Text block:
▼

Autocapture

Amplitude's Autocapture is the fastest way to capture information about your website or app with minimal setup. Once enabled via our Browser SDK, Autocapture captures user interactions on your digital products with a single code snippet. It's a great way to get started and uncover insights quickly.

Availability

Autocapture is available for all Amplitude plans.

  • On your website, a single Browser SDK snippet lets you capture sessions, page views, clicks, form interactions, file downloads, marketing attribution, and element interactions. You can also use visual labeling to navigate your site and create new events from the click information.
  • On iOS and Android, the iOS Swift SDK and Android-Kotlin SDK capture application installs and upgrades, sessions, and screen views.

Autocapture and precision tracking

Amplitude offers two primary ways to capture events:

  • Autocapture allows you to automatically collect a predefined set of events and properties in a standardized taxonomy using our SDKs.
  • Precision tracking allows you to instrument events and properties specific to your business needs and desired analyses.

With Autocapture, you get out of the box analytics with minimal engineering. From the moment you install the SDK, Amplitude automatically collects data to gain insights into feature usage, funnel conversion rates, and even specific click analysis on the web. This solution is the best option to help you get up and running quickly.

▲

Provided information:
▼

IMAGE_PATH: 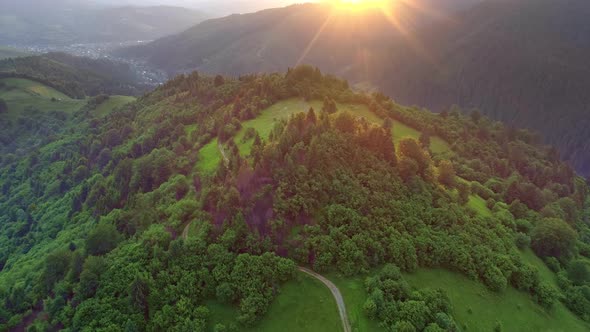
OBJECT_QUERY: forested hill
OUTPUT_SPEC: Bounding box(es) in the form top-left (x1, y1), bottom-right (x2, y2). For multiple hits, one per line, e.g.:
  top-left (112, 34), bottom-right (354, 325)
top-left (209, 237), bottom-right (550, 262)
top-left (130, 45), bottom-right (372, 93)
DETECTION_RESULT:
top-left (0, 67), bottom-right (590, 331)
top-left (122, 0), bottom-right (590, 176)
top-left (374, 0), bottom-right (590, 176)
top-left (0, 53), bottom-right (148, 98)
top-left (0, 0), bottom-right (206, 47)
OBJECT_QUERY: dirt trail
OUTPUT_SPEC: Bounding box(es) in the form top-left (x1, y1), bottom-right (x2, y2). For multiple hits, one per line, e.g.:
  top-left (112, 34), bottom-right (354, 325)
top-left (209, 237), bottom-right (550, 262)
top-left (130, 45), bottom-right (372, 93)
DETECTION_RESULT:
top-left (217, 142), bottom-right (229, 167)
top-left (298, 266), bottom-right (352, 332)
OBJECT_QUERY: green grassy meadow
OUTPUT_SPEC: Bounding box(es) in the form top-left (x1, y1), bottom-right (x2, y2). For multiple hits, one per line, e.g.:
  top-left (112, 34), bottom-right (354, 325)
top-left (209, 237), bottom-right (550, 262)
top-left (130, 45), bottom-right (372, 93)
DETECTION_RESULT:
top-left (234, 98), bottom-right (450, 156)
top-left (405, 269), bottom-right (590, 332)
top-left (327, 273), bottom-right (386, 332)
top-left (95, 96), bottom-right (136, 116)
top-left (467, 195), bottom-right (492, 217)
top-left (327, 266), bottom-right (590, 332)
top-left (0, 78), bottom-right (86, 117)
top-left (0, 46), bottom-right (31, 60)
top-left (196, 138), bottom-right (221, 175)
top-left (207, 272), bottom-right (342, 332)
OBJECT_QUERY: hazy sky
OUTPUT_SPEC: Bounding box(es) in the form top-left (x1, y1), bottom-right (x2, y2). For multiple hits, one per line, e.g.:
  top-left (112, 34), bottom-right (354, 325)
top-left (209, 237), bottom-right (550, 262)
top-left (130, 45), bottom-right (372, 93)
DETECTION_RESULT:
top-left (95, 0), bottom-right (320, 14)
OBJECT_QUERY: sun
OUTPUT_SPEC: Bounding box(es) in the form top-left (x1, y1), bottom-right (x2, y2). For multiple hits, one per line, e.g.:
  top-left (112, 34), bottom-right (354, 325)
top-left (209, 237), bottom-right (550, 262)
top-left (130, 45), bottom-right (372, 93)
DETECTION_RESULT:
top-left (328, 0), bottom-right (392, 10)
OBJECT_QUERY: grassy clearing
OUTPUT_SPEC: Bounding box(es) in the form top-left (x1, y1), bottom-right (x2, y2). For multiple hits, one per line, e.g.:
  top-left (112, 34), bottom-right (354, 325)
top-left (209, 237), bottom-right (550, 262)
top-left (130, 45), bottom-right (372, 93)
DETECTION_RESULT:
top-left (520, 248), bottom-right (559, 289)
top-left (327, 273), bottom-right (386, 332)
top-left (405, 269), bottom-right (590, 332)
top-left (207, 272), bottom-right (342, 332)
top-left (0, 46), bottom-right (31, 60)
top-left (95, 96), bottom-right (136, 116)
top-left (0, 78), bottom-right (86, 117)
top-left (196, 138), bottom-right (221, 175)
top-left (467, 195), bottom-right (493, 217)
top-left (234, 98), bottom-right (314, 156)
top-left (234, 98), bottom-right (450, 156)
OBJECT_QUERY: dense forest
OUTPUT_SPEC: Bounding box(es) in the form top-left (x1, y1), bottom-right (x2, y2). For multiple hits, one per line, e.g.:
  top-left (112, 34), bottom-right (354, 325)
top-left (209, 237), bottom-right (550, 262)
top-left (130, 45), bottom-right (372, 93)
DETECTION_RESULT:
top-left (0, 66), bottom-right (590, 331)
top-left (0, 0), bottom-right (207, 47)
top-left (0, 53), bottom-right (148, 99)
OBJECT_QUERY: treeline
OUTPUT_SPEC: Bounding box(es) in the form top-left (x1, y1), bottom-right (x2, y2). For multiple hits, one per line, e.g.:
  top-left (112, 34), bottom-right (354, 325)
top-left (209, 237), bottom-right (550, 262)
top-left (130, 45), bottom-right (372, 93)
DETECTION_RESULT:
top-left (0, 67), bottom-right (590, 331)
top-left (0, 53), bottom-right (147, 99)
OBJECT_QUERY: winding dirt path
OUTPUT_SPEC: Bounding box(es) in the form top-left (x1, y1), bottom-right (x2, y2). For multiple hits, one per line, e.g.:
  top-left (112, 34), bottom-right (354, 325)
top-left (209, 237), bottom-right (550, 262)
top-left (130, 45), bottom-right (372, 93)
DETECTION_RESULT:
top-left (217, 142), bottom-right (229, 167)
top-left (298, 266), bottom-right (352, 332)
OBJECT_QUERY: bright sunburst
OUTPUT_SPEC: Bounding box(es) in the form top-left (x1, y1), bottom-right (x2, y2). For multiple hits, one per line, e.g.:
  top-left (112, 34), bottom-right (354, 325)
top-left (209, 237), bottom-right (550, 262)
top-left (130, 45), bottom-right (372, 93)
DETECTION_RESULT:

▲

Direction 1:
Answer these questions using the Autocapture text above:
(a) Which Amplitude plans offer Autocapture?
(b) On iOS and Android, what do the iOS Swift SDK and Android-Kotlin SDK capture?
(c) What does precision tracking allow a user to instrument?
Direction 2:
Write the next part of the Autocapture text, beginning after its final sentence.

Final answer 1:
(a) All Amplitude plans.
(b) Application installs and upgrades, sessions, and screen views.
(c) Events and properties specific to the business's needs and desired analyses.

Final answer 2:
When you want to drill deeper into specific actions in your application requiring additional metadata, or have some events (like a purchase event) that may be core to your business, Amplitude provides precision tracking. Precise tracking in code allows you to send these events with a robust set of properties to perform even deeper analyses.

With Amplitude, you don't need to choose. The solutions go hand-in-hand, and you can use a combination of Autocapture and precision tracking data in your analyses.

For example, imagine you're releasing a new feature and don't have the time to implement precision tracking. Autocapture can serve as a safety net for collecting baseline metrics and answering engagement questions. Once you have these insights and want to go deeper, you can work with your team to implement precisely tracked events and get the best of both worlds.

Optimize your event volume

Autocapture provides several configuration options to help you adjust your implementation to your needs. You can turn individual Autocapture events on and off as needed, and even tune those events further to optimize your event volume.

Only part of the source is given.